Content starts

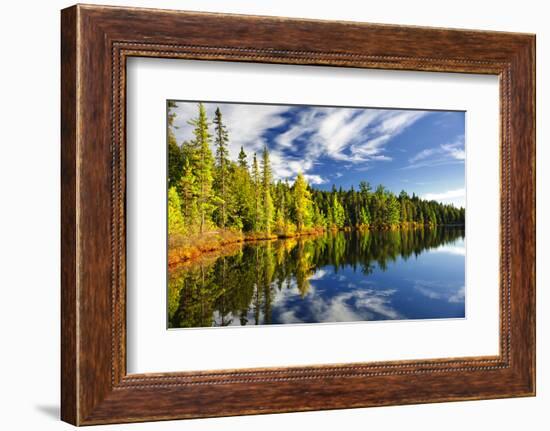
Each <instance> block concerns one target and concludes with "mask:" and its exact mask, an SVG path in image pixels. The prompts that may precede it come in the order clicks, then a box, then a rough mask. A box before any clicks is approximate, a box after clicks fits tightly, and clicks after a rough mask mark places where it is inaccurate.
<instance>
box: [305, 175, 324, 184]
mask: <svg viewBox="0 0 550 431" xmlns="http://www.w3.org/2000/svg"><path fill="white" fill-rule="evenodd" d="M304 178H305V179H306V181H307V182H308V183H309V184H325V183H326V182H328V180H327V179H326V178H323V177H322V176H320V175H316V174H305V175H304Z"/></svg>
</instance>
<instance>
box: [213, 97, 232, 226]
mask: <svg viewBox="0 0 550 431" xmlns="http://www.w3.org/2000/svg"><path fill="white" fill-rule="evenodd" d="M214 128H215V144H216V162H217V169H216V176H217V178H216V179H217V184H218V189H219V190H218V196H219V200H218V201H219V205H218V206H219V211H220V217H219V218H220V227H221V228H222V229H224V228H225V225H226V220H227V214H226V213H227V201H228V193H227V187H226V182H227V179H228V176H229V160H228V150H227V143H228V142H229V136H228V133H227V128H226V127H225V125H224V124H223V120H222V113H221V111H220V108H216V112H215V115H214Z"/></svg>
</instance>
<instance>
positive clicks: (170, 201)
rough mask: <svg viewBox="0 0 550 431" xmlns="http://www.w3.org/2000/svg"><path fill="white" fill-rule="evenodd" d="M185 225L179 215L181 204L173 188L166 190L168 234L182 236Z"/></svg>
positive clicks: (175, 191) (179, 200) (180, 216)
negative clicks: (166, 197) (167, 194)
mask: <svg viewBox="0 0 550 431" xmlns="http://www.w3.org/2000/svg"><path fill="white" fill-rule="evenodd" d="M184 231H185V223H184V220H183V215H182V213H181V202H180V197H179V195H178V192H177V191H176V188H175V187H170V188H169V189H168V234H169V235H174V234H183V233H184Z"/></svg>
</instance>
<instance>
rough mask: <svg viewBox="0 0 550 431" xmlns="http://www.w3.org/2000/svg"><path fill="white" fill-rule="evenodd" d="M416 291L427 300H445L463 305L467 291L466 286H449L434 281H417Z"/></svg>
mask: <svg viewBox="0 0 550 431" xmlns="http://www.w3.org/2000/svg"><path fill="white" fill-rule="evenodd" d="M414 289H415V290H416V291H417V292H419V293H420V294H422V295H424V296H425V297H426V298H429V299H435V300H444V301H447V302H450V303H455V304H456V303H463V302H464V299H465V294H466V290H465V287H464V285H459V286H456V285H449V284H444V283H443V284H442V283H436V282H433V281H422V280H420V281H418V280H417V281H416V282H415V284H414Z"/></svg>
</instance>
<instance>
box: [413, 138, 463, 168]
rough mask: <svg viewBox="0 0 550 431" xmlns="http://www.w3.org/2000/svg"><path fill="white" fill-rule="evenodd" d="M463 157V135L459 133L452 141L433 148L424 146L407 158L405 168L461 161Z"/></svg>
mask: <svg viewBox="0 0 550 431" xmlns="http://www.w3.org/2000/svg"><path fill="white" fill-rule="evenodd" d="M465 159H466V152H465V151H464V136H463V135H460V136H458V137H457V139H455V141H453V142H450V143H447V144H441V145H440V146H438V147H435V148H426V149H424V150H422V151H420V152H418V153H416V154H415V155H414V156H413V157H411V158H410V159H409V165H408V166H406V167H405V169H414V168H423V167H430V166H440V165H448V164H452V163H462V162H464V160H465Z"/></svg>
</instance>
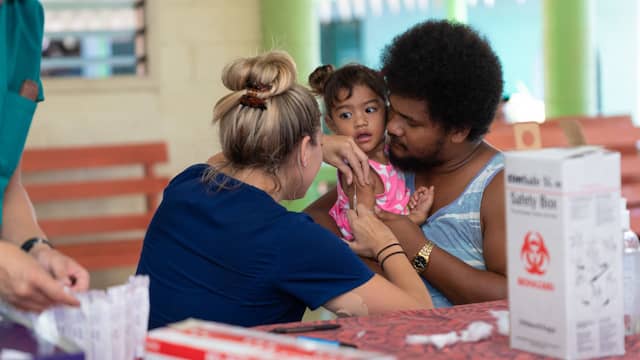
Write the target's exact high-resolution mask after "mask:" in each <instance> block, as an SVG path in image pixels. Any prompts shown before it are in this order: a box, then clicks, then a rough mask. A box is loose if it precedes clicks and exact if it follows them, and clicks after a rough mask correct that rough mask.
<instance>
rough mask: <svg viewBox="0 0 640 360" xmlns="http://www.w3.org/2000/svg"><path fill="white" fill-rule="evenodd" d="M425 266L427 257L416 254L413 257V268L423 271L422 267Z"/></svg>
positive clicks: (417, 270) (416, 269)
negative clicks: (425, 257) (414, 255)
mask: <svg viewBox="0 0 640 360" xmlns="http://www.w3.org/2000/svg"><path fill="white" fill-rule="evenodd" d="M426 267H427V259H425V258H424V257H423V256H420V255H418V256H416V257H415V258H413V268H414V269H416V271H418V272H422V271H424V269H426Z"/></svg>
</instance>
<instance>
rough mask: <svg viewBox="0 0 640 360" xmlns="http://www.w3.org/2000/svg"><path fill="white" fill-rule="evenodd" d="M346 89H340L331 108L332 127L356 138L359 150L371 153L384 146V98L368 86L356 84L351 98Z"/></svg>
mask: <svg viewBox="0 0 640 360" xmlns="http://www.w3.org/2000/svg"><path fill="white" fill-rule="evenodd" d="M348 94H349V92H348V90H347V89H342V90H340V93H339V94H338V95H339V96H338V98H339V99H344V100H342V101H338V102H336V103H335V106H334V108H333V109H332V110H331V120H332V122H333V125H334V126H333V129H332V130H334V132H335V133H337V134H338V135H345V136H351V137H353V140H354V141H355V142H356V144H358V146H360V149H362V151H364V152H365V153H367V154H369V153H371V152H373V151H375V150H379V149H382V147H383V146H384V131H385V108H384V103H383V100H382V99H381V98H380V97H379V96H378V95H376V93H375V92H373V91H372V90H371V89H370V88H369V87H368V86H365V85H356V86H354V87H353V91H352V92H351V97H349V98H348V99H347V98H346V97H347V95H348Z"/></svg>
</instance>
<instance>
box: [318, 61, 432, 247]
mask: <svg viewBox="0 0 640 360" xmlns="http://www.w3.org/2000/svg"><path fill="white" fill-rule="evenodd" d="M309 84H310V85H311V87H312V88H313V90H314V91H315V92H316V93H318V94H319V95H322V96H323V98H324V102H325V120H326V123H327V126H328V127H329V128H330V129H331V131H333V132H334V133H336V134H338V135H346V136H351V137H353V140H354V141H355V143H356V144H357V145H358V146H359V147H360V149H361V150H362V151H364V152H365V153H366V154H367V156H368V157H369V165H370V166H371V169H372V170H373V173H374V174H376V175H377V176H373V179H371V180H372V181H370V184H371V185H369V186H366V187H362V186H360V185H358V184H356V183H357V182H356V181H354V182H353V184H352V185H347V184H346V183H345V182H343V181H342V178H341V176H340V173H338V199H337V201H336V203H335V204H334V205H333V207H332V208H331V210H330V211H329V215H331V217H332V218H333V219H334V220H335V221H336V224H337V225H338V228H339V229H340V232H341V233H342V236H343V238H344V239H346V240H351V239H353V235H352V233H351V228H350V226H349V221H348V219H347V209H350V208H355V205H356V203H362V204H366V205H367V206H369V207H370V208H371V209H373V208H374V206H377V207H378V208H380V209H382V210H385V211H389V212H393V213H396V214H402V215H408V216H409V218H410V219H411V221H413V222H414V223H416V224H418V225H420V224H422V223H424V221H425V220H426V219H427V215H428V213H429V210H430V209H431V205H432V204H433V187H431V188H425V187H421V188H418V189H417V190H416V192H415V193H414V194H413V196H411V195H410V193H409V189H408V188H407V187H406V185H405V179H404V174H402V173H401V172H399V171H397V170H396V169H395V168H394V167H393V166H392V165H391V164H390V163H389V160H388V157H387V153H386V151H385V128H386V122H387V121H386V120H387V118H386V113H387V112H386V103H387V96H386V94H387V91H386V87H385V84H384V80H383V79H382V77H381V76H380V75H379V74H378V73H377V72H375V71H374V70H372V69H369V68H368V67H366V66H362V65H358V64H350V65H346V66H344V67H342V68H340V69H338V70H335V71H334V69H333V66H331V65H324V66H320V67H318V68H317V69H316V70H315V71H314V72H313V73H312V74H311V75H310V76H309Z"/></svg>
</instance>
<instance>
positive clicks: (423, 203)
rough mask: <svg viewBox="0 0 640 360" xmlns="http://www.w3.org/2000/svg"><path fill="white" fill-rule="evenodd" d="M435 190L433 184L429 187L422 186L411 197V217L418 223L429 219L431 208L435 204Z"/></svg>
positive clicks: (413, 221) (419, 222)
mask: <svg viewBox="0 0 640 360" xmlns="http://www.w3.org/2000/svg"><path fill="white" fill-rule="evenodd" d="M433 190H434V188H433V186H431V187H429V188H426V187H424V186H421V187H419V188H418V189H417V190H416V191H415V192H414V193H413V195H411V199H409V219H411V221H413V222H414V223H415V224H417V225H421V224H422V223H424V222H425V221H426V220H427V216H428V215H429V210H431V206H432V205H433V198H434V191H433Z"/></svg>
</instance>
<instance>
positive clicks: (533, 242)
mask: <svg viewBox="0 0 640 360" xmlns="http://www.w3.org/2000/svg"><path fill="white" fill-rule="evenodd" d="M520 258H521V259H522V260H523V261H524V263H525V270H526V271H527V272H528V273H529V274H533V275H544V273H546V272H547V266H548V265H549V260H550V258H549V250H547V247H546V246H545V245H544V240H543V239H542V235H540V233H539V232H533V231H529V232H528V233H527V235H525V237H524V244H522V250H520Z"/></svg>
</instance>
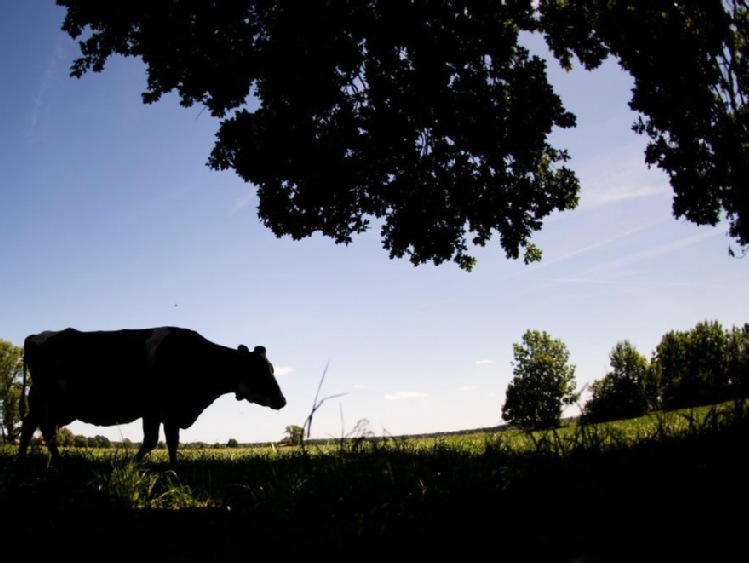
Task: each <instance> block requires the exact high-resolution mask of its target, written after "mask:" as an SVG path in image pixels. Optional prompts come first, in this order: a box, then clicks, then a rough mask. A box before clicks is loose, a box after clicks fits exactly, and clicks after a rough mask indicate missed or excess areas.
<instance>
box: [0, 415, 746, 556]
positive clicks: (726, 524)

Content ends

## Task brief
Once the line containing "positive clicks: (413, 221) (419, 222)" is located, write out exactly that line and each one after it to the end of the records above, excluding pictures and nothing else.

## Answer below
positive clicks: (413, 221) (419, 222)
mask: <svg viewBox="0 0 640 360" xmlns="http://www.w3.org/2000/svg"><path fill="white" fill-rule="evenodd" d="M433 190H434V188H433V186H431V187H429V188H426V187H424V186H421V187H419V188H418V189H417V190H416V191H415V192H414V193H413V195H411V199H409V219H411V221H413V222H414V223H415V224H417V225H421V224H422V223H424V222H425V221H426V220H427V216H428V215H429V210H431V206H432V205H433V198H434V191H433Z"/></svg>
</instance>
<instance>
positive clicks: (533, 242)
mask: <svg viewBox="0 0 640 360" xmlns="http://www.w3.org/2000/svg"><path fill="white" fill-rule="evenodd" d="M520 258H521V259H522V260H523V261H524V263H525V270H526V271H527V272H528V273H529V274H533V275H544V273H546V272H547V266H548V265H549V260H550V258H549V250H547V247H546V246H545V245H544V240H543V239H542V235H540V233H539V232H533V231H529V232H528V233H527V235H525V237H524V244H522V250H520Z"/></svg>
</instance>
Task: each <instance> block requires the exact high-resolution mask of its target, written after "mask:" as an SVG path in image pixels. Optional prompts come first, in this order: a box, then clicks, then a rough mask. A box before clicks is loose, a box after clicks fits exactly, and clicks after a rough mask indicate missed or excess areas.
<instance>
box: [0, 415, 746, 556]
positive clicks: (726, 524)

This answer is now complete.